Document passage:
########
Paul Has Met His Challenge
By Robert Hilburn
The Los Angeles Times
April 22, 1974
"After the breakup of the Beatles, I was thinking of calling my first album. I'm the One That It Hit the Most, because it really did hit me hard," Paul McCartney said, as he relaxed by the Beverly Hills Hotel pool. "I thought, 'Oh, Jesus, what am I going to do now? It's really going to be difficult to get it going on my own.'"
He continued reflecting on his feelings at the time of the split of the most successful group in the history of pop music. "But it kind of turned itself around and became a challenge. It's corny to say it, but it did. It became a challenge to me. I thought either I was going to go under or I was going to get something together."
It has been four years since McCartney announced he was leaving the Beatles, thus formally ending what was an already crumbling, tense relationship. Since that break, McCartney has recorded five albums, formed a new band, Wings, and toured in Europe. He had also starred in a television special and received an Oscar nomination for the song "Live and Let Die".
########
Material provided:
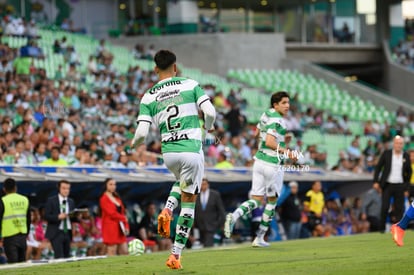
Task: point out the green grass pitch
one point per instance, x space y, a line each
372 253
########
What the task asks: Please copy the entire article on Paul McCartney word for word. Rely only on the article, not the data.

Answer to the task:
Paul Has Met His Challenge
By Robert Hilburn
The Los Angeles Times
April 22, 1974
"After the breakup of the Beatles, I was thinking of calling my first album. I'm the One That It Hit the Most, because it really did hit me hard," Paul McCartney said, as he relaxed by the Beverly Hills Hotel pool. "I thought, 'Oh, Jesus, what am I going to do now? It's really going to be difficult to get it going on my own.'"
He continued reflecting on his feelings at the time of the split of the most successful group in the history of pop music. "But it kind of turned itself around and became a challenge. It's corny to say it, but it did. It became a challenge to me. I thought either I was going to go under or I was going to get something together."
It has been four years since McCartney announced he was leaving the Beatles, thus formally ending what was an already crumbling, tense relationship. Since that break, McCartney has recorded five albums, formed a new band, Wings, and toured in Europe. He had also starred in a television special and received an Oscar nomination for the song "Live and Let Die".